■ **Problem details**:
Reproduce every record exactly as it appears, but not the pictures.

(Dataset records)

###

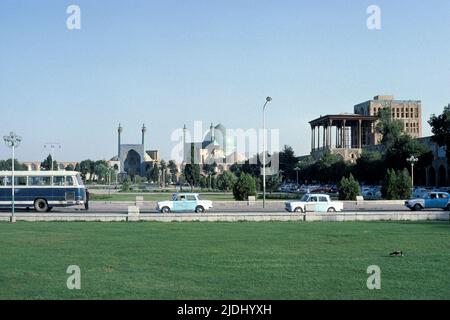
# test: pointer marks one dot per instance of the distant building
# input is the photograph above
(407, 111)
(216, 147)
(133, 159)
(348, 134)
(36, 165)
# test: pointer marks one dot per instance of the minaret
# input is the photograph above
(119, 133)
(184, 143)
(211, 129)
(144, 130)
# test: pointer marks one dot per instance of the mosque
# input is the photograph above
(133, 159)
(218, 146)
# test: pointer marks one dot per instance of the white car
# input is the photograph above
(315, 203)
(184, 202)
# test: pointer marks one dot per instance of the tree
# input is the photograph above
(389, 188)
(101, 169)
(440, 126)
(126, 184)
(348, 188)
(272, 182)
(370, 167)
(288, 161)
(6, 165)
(47, 164)
(226, 181)
(85, 168)
(173, 170)
(404, 184)
(153, 173)
(163, 167)
(403, 148)
(210, 170)
(244, 187)
(192, 174)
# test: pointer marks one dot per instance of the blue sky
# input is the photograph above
(167, 63)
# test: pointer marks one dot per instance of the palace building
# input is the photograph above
(348, 134)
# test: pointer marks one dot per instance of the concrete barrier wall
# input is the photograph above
(270, 205)
(233, 217)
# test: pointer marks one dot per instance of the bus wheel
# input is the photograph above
(199, 209)
(165, 210)
(40, 205)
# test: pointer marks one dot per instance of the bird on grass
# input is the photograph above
(396, 254)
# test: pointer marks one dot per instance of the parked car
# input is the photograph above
(184, 202)
(433, 200)
(420, 193)
(315, 202)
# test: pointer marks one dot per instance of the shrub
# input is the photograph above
(389, 189)
(404, 184)
(348, 188)
(126, 185)
(226, 181)
(244, 187)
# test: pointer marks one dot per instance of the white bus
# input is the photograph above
(42, 190)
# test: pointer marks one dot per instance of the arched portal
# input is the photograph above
(442, 176)
(132, 164)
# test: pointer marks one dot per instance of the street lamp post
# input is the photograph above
(412, 160)
(12, 141)
(52, 146)
(296, 169)
(268, 99)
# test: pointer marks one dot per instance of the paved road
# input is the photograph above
(219, 207)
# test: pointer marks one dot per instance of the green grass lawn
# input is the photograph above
(261, 260)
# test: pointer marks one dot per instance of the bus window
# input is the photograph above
(79, 180)
(69, 181)
(40, 181)
(20, 181)
(58, 181)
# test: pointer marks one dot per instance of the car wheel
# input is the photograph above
(165, 210)
(199, 209)
(40, 205)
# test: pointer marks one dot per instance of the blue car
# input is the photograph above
(184, 202)
(433, 200)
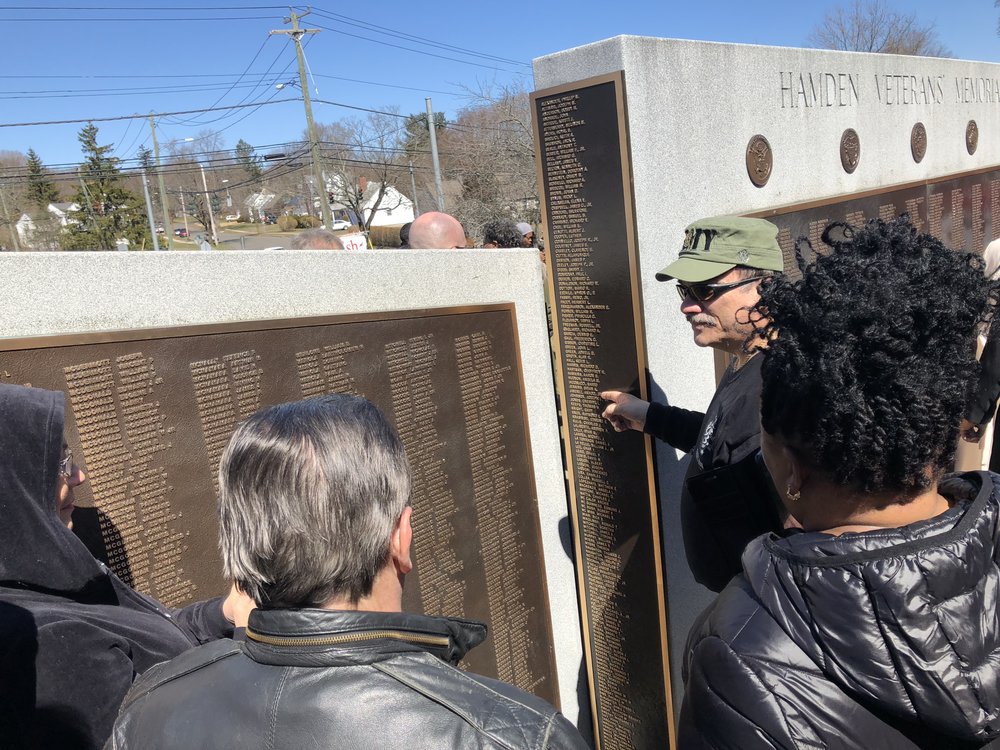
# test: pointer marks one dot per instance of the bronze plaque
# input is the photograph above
(961, 210)
(760, 160)
(850, 150)
(584, 176)
(150, 411)
(971, 137)
(918, 142)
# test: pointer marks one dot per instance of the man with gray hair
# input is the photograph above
(314, 524)
(316, 239)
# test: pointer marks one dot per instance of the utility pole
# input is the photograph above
(90, 201)
(184, 213)
(12, 224)
(413, 184)
(296, 33)
(149, 210)
(432, 129)
(208, 207)
(167, 228)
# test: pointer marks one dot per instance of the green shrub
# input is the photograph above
(385, 236)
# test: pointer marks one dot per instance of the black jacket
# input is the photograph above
(727, 498)
(332, 679)
(884, 639)
(72, 635)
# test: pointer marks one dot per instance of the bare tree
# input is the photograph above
(873, 26)
(491, 153)
(362, 159)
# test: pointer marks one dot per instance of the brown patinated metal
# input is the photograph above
(584, 177)
(971, 137)
(850, 150)
(760, 160)
(918, 142)
(150, 411)
(962, 210)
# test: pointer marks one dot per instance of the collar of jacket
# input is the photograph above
(321, 637)
(903, 619)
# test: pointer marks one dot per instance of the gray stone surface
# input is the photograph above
(60, 293)
(692, 109)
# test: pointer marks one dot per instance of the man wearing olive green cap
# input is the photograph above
(727, 499)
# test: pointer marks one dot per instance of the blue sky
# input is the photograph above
(69, 60)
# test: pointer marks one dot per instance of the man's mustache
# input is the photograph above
(701, 318)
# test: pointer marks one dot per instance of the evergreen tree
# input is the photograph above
(249, 161)
(40, 191)
(109, 210)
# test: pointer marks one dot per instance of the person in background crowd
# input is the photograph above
(316, 239)
(984, 401)
(527, 234)
(74, 636)
(434, 230)
(314, 523)
(501, 233)
(877, 623)
(727, 498)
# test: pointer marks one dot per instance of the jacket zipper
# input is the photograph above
(332, 640)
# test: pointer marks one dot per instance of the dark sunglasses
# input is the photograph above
(703, 292)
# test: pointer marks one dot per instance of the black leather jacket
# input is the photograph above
(333, 679)
(883, 639)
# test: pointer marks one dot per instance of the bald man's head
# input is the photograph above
(436, 230)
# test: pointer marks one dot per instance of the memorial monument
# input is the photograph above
(161, 355)
(636, 137)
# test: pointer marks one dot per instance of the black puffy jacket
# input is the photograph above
(333, 679)
(883, 639)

###

■ **Answer to the task**:
# test: pointer marks one dot per instance of the distant building
# input is the photograph above
(407, 111)
(216, 147)
(133, 159)
(348, 134)
(36, 165)
# test: pointer marks one dot per instance of the minaret
# input is the photograph above
(119, 133)
(184, 143)
(211, 129)
(144, 130)
# test: pointer marks one dot per instance of the mosque
# input is the photograph above
(133, 159)
(218, 146)
# test: pointer marks one dot per instance of the white car
# input is the photograph above
(315, 203)
(184, 202)
# test: pointer marks one dot per instance of the tree
# input is the photograph above
(389, 188)
(101, 169)
(440, 126)
(126, 184)
(348, 188)
(272, 182)
(370, 167)
(288, 161)
(6, 165)
(47, 164)
(226, 181)
(85, 168)
(173, 170)
(404, 184)
(153, 173)
(163, 167)
(403, 148)
(210, 170)
(244, 187)
(192, 174)
# test: pointer marks one dot per instance of the blue sky
# input is the photograph above
(167, 63)
# test: pointer marks one dot per instance of the palace building
# input is the photograph above
(348, 134)
# test: pointer marks one dot per instance of the concrete barrier wall
# input is the photograph above
(270, 205)
(233, 217)
# test: pointer marks one dot per instance of the bus wheel
# input is the photograph above
(199, 209)
(165, 210)
(40, 205)
# test: pointer marks one dot per instance of the bird on grass
# input is the photograph above
(396, 254)
# test: pointer marks one dot per instance of the parked car
# input is the photograph above
(184, 202)
(433, 200)
(420, 193)
(315, 202)
# test: pointer marks one dot per instance of the shrub
# input is the photograph above
(389, 189)
(404, 184)
(348, 188)
(126, 185)
(226, 181)
(244, 187)
# test: pointer marks one dot per instance of the white bus
# input is the photograph above
(42, 190)
# test: pointer marks one dot per instance of the arched portal
# input is the photograph above
(442, 176)
(132, 164)
# test: pointer marks one dot per instance of the street lamp post
# input is the photograph above
(412, 160)
(12, 141)
(52, 146)
(296, 169)
(268, 99)
# test: pointer marks one dot per instance of the paved road
# input is the photograph above
(219, 207)
# test: pointer marks one dot per instance of the green grass lawn
# input is the photograph above
(261, 260)
# test: pointer marks one dot per instance of the bus window
# input is the photograph above
(79, 180)
(69, 181)
(40, 181)
(20, 181)
(58, 181)
# test: pointer marks one dot per instance of the car wheel
# input is the photograph above
(165, 210)
(199, 209)
(40, 205)
# test: pointer marks one dot per instance of the blue car
# input is the photograph above
(184, 202)
(433, 200)
# test: pointer marks one dot per instance of the bronze plaque
# input is the photograph above
(961, 210)
(760, 160)
(850, 150)
(584, 176)
(150, 411)
(971, 137)
(918, 142)
# test: pointer marks one dot per instance of the man with gray hair
# input is the photograph above
(314, 524)
(316, 239)
# test: pointer marks one dot per instance of the utility pole
# input is the photograph above
(90, 201)
(184, 213)
(12, 224)
(413, 184)
(296, 33)
(149, 210)
(432, 129)
(208, 207)
(167, 228)
# test: pointer marks one dot per instance of the green shrub
# input is the photograph above
(385, 236)
# test: pointer marks one dot per instance of the black jacket
# input is the photograph above
(727, 498)
(332, 679)
(884, 639)
(72, 635)
# test: pointer marks one dot per instance of the bare tree
# input is the photograph above
(873, 26)
(491, 153)
(362, 159)
# test: pointer marks one dot per instance of the brown patinated metal
# input is the photograph above
(584, 177)
(971, 137)
(850, 150)
(760, 160)
(918, 142)
(150, 411)
(962, 210)
# test: pointer marks one dot per instance of the collar of jacket
# input is the photograph above
(321, 637)
(903, 619)
# test: pointer marks one dot per instance of the gray stone surface
# input is the photograph above
(60, 293)
(692, 109)
# test: pointer marks one dot per instance of the man wearing olive green cap
# input is the photograph above
(727, 499)
# test: pointer marks one dot per instance of the blue sky
# input is the photograph above
(69, 60)
# test: pointer marks one dot per instance of the man's mustache
# input is the photograph above
(701, 318)
# test: pointer marks one dot per instance of the evergreen tree
# input is the photograph above
(249, 161)
(40, 191)
(109, 210)
# test: pointer marks one dot per instance of the person in background crowd
# input is the photograph above
(316, 239)
(984, 401)
(527, 234)
(74, 636)
(434, 230)
(314, 523)
(501, 233)
(877, 623)
(727, 498)
# test: pointer marks one dot per instance of the jacket zipper
# input is the photograph above
(332, 640)
# test: pointer marks one dot per instance of the dark sunglasses
# input is the photograph above
(703, 292)
# test: pointer marks one dot per instance of the black leather jacket
# input is the photograph above
(333, 679)
(883, 639)
# test: pointer marks one dot per instance of the bald man's head
# input is the photograph above
(436, 230)
# test: pointer marks one dot per instance of the memorial monument
# input is the photograph above
(161, 355)
(636, 137)
# test: pointer marks one dot per instance of the black puffy jacket
# input is the photograph above
(333, 679)
(883, 639)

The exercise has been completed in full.